Reading text ▸
⟨

If this were a true crime movie (and I don’t see why not) you’d probably want to start with the phone conversation Kevin Francke had with his brother Michael about three weeks before the murder.
It’s around Christmas time and Michael’s just calling to catch up with his younger brother. In the course of things, he mentions that he’s discovered an “organized criminal element” in his department and he’s going to be “cleaning house.” Also something about the problems he’s having with this guy who does legal work for Corrections.
“Well, why don’t you just fire him?” asks Kevin.
“Because he doesn’t work for me,” says Michael. “He’s assigned to us by the AG’s office.” Nothing Michael can’t handle, of course – and that’s it. On to how mom and pop are doing back in Kansas City.
This would be followed by shots, over credits of course, of the spacious grounds around the neo-classical Dome Building where Michael works in Salem. Michael parking his car in front, saying hello to members of the staff as he arrives for work. Shots of the staff meeting that evening to prepare for his testimony the next day before the Senate Judiciary Committee.
Through the windows we can see it's already dark outside when the meeting breaks up. As the staffers leave, one of them looks in on Michael, still working at his desk, to say he’s taking off. That would be Dave Caulley, whom Francke has already told he’s getting demoted.
About fifteen minutes later, two women who’ve been working late gather their things and leave together by the front door. Outside they see Francke’s official car in the parking lot with its driver’s door open and the dome light blazing in the night.
When they can’t find Francke anywhere, they call out his name. When he doesn’t respond they go back inside and try to call their superiors to come look for him. Whatever it is, they know it can’t be good. You can see it on their faces.
It’s the next morning, January 18, 1989: Kevin Francke, who’s 35, is at work at his construction business in Port Charlotte, Florida, talking to a couple about making some changes in their house plans when Merle, his sales manager comes in, followed by Sandy, the secretary.
“I’ll take this from here,” says Merle, and ushers the couple out of the room. Sandy hands Kevin a note that says there’s a phone call for him. She has a stricken look on her face. She already knows. Kevin picks up the phone.
“Hello,” says the caller, “I’m Dick Peterson, Mike’s deputy director. I got your number out of Mike’s address book. I’m sorry to be the one to have to tell you this but your brother’s been killed.”
“Are you sure?” says Kevin. Of course he can’t believe it.
“He was at the office and I think he was shot,” says Peterson. “I searched everywhere in the building. It was a meticulous search. I couldn’t find a trace of him.” A security guard discovered Mike’s body early that morning, on the porch outside his office, he says.

⟩

Directives ▸
A: In the Francke passage, where is Kevin Francke's construction business located?
B: In the Francke passage, when Kevin suggests firing the man who does legal work for Corrections, why does Michael say he can't?
The listing after this point is separate material, unconnected to the Francke passage.

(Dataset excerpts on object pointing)
⟨

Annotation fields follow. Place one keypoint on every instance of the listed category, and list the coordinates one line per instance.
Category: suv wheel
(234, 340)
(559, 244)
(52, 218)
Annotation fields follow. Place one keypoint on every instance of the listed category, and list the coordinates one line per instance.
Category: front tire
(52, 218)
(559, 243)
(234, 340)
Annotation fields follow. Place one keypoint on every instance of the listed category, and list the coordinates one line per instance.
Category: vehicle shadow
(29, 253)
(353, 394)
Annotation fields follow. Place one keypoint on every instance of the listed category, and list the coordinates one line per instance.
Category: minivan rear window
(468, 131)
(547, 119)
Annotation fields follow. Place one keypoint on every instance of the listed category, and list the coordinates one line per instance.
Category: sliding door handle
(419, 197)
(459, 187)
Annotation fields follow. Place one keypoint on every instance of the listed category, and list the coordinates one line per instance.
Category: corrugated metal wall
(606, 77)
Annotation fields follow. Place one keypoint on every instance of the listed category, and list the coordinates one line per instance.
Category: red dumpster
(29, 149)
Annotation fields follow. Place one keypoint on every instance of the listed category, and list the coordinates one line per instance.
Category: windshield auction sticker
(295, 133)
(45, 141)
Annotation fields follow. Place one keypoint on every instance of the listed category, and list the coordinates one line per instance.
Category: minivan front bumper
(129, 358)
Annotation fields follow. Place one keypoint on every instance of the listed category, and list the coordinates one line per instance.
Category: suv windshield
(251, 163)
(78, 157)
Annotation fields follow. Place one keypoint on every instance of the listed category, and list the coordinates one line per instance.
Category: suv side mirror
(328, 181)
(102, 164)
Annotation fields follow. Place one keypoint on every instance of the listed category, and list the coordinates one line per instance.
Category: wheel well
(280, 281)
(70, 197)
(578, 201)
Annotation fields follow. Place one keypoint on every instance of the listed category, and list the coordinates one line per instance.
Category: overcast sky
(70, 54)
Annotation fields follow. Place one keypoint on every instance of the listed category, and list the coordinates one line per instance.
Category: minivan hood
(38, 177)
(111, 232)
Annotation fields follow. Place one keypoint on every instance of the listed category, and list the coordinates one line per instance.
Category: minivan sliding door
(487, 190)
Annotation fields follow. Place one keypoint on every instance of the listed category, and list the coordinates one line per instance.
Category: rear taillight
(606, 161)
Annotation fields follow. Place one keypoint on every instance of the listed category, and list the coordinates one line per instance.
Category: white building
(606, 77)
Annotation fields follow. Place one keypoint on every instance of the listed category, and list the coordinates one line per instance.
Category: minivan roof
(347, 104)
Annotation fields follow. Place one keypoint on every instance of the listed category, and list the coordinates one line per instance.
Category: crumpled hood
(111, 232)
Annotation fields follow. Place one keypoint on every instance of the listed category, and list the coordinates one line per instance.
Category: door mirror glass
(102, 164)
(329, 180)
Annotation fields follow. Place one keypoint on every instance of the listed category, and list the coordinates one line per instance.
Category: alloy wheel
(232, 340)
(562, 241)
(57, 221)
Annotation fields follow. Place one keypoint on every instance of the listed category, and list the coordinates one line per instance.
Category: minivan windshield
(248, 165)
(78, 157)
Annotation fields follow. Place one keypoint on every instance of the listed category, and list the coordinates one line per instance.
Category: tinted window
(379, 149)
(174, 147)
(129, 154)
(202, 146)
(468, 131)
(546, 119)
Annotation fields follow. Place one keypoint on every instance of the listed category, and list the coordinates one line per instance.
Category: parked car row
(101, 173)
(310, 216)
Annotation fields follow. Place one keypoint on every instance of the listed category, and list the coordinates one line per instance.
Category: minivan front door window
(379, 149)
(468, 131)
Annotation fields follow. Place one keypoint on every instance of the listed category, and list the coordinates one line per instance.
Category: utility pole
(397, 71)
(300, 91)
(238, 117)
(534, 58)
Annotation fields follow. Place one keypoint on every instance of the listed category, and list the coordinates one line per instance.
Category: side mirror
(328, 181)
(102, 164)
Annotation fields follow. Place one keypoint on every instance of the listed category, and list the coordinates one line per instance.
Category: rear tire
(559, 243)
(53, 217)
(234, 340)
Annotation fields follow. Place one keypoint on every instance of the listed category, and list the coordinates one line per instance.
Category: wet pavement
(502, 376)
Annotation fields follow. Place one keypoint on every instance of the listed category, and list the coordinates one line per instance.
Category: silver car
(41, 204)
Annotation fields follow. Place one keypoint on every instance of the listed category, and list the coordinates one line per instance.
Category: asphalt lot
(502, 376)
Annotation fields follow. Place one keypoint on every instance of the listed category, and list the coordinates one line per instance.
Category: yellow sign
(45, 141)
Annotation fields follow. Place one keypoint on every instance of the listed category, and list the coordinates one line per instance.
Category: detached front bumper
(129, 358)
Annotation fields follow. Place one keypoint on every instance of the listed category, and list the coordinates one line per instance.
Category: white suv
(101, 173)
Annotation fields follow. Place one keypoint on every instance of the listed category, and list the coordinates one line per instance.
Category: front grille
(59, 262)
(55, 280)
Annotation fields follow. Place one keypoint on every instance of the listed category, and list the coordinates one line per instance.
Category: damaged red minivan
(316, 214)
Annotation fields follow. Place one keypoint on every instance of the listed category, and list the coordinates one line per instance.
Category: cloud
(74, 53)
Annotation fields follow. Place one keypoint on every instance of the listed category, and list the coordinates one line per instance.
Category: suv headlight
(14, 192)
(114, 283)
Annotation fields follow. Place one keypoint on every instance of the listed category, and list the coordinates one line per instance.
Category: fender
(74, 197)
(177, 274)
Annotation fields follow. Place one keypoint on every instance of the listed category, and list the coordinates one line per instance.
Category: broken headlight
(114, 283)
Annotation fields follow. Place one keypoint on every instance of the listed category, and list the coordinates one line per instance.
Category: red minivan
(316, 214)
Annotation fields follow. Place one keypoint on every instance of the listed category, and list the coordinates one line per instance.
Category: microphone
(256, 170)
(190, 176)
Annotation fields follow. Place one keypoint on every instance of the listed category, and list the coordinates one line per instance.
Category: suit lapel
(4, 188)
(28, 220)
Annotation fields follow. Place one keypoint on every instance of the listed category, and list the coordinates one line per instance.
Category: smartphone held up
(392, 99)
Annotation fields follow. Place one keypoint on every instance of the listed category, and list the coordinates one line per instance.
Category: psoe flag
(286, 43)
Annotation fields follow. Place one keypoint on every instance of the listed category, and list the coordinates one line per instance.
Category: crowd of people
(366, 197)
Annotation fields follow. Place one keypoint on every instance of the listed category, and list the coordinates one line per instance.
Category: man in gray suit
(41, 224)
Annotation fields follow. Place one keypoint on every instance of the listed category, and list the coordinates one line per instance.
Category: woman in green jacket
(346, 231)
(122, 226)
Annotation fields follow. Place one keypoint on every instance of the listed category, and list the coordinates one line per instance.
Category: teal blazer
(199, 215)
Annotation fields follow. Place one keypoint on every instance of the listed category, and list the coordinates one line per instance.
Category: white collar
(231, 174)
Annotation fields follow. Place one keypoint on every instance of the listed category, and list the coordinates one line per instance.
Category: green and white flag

⟩

Responses to the tasks ▸
A: Port Charlotte, Florida.

B: The man doesn't work for Michael. He is assigned to the department by the AG's office.